## PASSAGE PROVIDED
────────────────

INGHAM COUNTY, Mich. — The attorney for Marlena Pavlos-Hackney, the Holland restaurant owner jailed for allegedly refusing to comply with local health orders, was back in court Friday regarding several legal motions they recently filed.
Friday's hearing was in regards to several issues brought up by Marlena's defense in the wake of her initial arraignment on March 19 in an Ingham County courtroom.
INTERACTIVE TIMELINE: Events leading up to Marlena Pavlos-Hackney's arrest
Her attorney, Robert Baker, tells FOX 17 that they are yet to receive an accurate transcript of that March 19 hearing, saying that the transcript provided by the court's shorthand stenographer contained nearly 40 discrepancies.
An updated transcript was eventually provided to the defense where many of those errors were corrected, but Baker says some remained.
On Friday, Baker asked the court to declare the transcripts erroneous, and requested audio and/or video of the hearing if it exists. He asked that if it does not exist that the hearing be considered void.

────────────────

## DATA PROVIDED
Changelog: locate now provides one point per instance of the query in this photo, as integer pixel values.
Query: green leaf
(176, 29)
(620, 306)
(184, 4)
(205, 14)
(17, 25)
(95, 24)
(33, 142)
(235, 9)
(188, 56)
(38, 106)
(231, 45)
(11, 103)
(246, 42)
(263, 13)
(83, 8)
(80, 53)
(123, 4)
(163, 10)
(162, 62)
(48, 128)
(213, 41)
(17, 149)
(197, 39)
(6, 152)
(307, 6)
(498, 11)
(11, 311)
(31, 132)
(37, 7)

────────────────

## TASK A
For each statement, (i), (ii) and (iii), say whether it agrees with the article on Marlena Pavlos-Hackney's court hearing, answering yes or no and quoting the deciding words of the article. (i) The initial arraignment was held on March 19 in an Ingham County courtroom. (ii) The updated transcript corrected all of the errors. (iii) Baker asked that the hearing be considered void if no audio or video of it exists.
## TASK B
Reproduce the part of the article on Marlena Pavlos-Hackney's court hearing starting at "Friday's hearing was" and ending at "Ingham County courtroom.".

## ANSWER A
(i) Yes: "her initial arraignment on March 19 in an Ingham County courtroom"
(ii) No: "many of those errors were corrected, but Baker says some remained"
(iii) Yes: "He asked that if it does not exist that the hearing be considered void"

## ANSWER B
Friday's hearing was in regards to several issues brought up by Marlena's defense in the wake of her initial arraignment on March 19 in an Ingham County courtroom.